═══ Material for this task ═══
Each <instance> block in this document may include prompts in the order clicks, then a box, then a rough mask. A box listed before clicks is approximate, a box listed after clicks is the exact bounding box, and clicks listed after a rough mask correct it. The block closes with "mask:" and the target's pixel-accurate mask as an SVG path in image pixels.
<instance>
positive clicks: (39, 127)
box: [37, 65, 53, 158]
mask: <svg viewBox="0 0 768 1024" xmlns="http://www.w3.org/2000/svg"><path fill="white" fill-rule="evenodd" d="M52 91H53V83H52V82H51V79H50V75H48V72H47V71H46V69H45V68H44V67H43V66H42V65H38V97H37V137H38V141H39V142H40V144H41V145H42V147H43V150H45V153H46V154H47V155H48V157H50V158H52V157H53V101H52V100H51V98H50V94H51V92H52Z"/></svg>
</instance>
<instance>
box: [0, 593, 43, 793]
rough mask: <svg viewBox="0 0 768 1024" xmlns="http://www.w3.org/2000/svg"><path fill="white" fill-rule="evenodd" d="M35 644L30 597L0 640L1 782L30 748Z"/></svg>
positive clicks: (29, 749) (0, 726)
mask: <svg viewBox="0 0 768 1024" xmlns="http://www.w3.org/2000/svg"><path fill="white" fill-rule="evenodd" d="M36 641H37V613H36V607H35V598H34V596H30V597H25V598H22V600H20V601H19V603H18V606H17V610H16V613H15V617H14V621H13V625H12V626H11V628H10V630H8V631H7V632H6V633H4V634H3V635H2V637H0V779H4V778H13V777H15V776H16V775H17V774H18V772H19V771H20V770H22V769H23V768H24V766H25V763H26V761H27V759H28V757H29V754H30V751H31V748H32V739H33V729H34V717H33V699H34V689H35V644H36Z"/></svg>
═══
Retype exactly, and only, the lines from the line holding "box: [37, 65, 53, 158]" through the last line of the data; both of those lines count.

box: [37, 65, 53, 158]
mask: <svg viewBox="0 0 768 1024" xmlns="http://www.w3.org/2000/svg"><path fill="white" fill-rule="evenodd" d="M52 91H53V83H52V82H51V79H50V75H48V72H47V71H46V69H45V68H44V67H43V66H42V65H38V97H37V137H38V141H39V142H40V144H41V145H42V147H43V150H45V153H46V154H47V155H48V157H50V158H52V157H53V101H52V100H51V98H50V94H51V92H52Z"/></svg>
</instance>
<instance>
box: [0, 593, 43, 793]
rough mask: <svg viewBox="0 0 768 1024" xmlns="http://www.w3.org/2000/svg"><path fill="white" fill-rule="evenodd" d="M35 644L30 597L0 640L1 782L30 748Z"/></svg>
positive clicks: (29, 749) (0, 726)
mask: <svg viewBox="0 0 768 1024" xmlns="http://www.w3.org/2000/svg"><path fill="white" fill-rule="evenodd" d="M36 641H37V613H36V607H35V598H34V596H30V597H25V598H22V600H20V601H19V603H18V606H17V610H16V613H15V617H14V621H13V625H12V626H11V628H10V630H8V631H7V632H6V633H4V634H3V635H2V637H0V779H4V778H13V777H15V776H16V775H17V774H18V772H19V771H20V770H22V769H23V768H24V766H25V763H26V761H27V759H28V757H29V754H30V751H31V748H32V739H33V729H34V717H33V699H34V689H35V644H36Z"/></svg>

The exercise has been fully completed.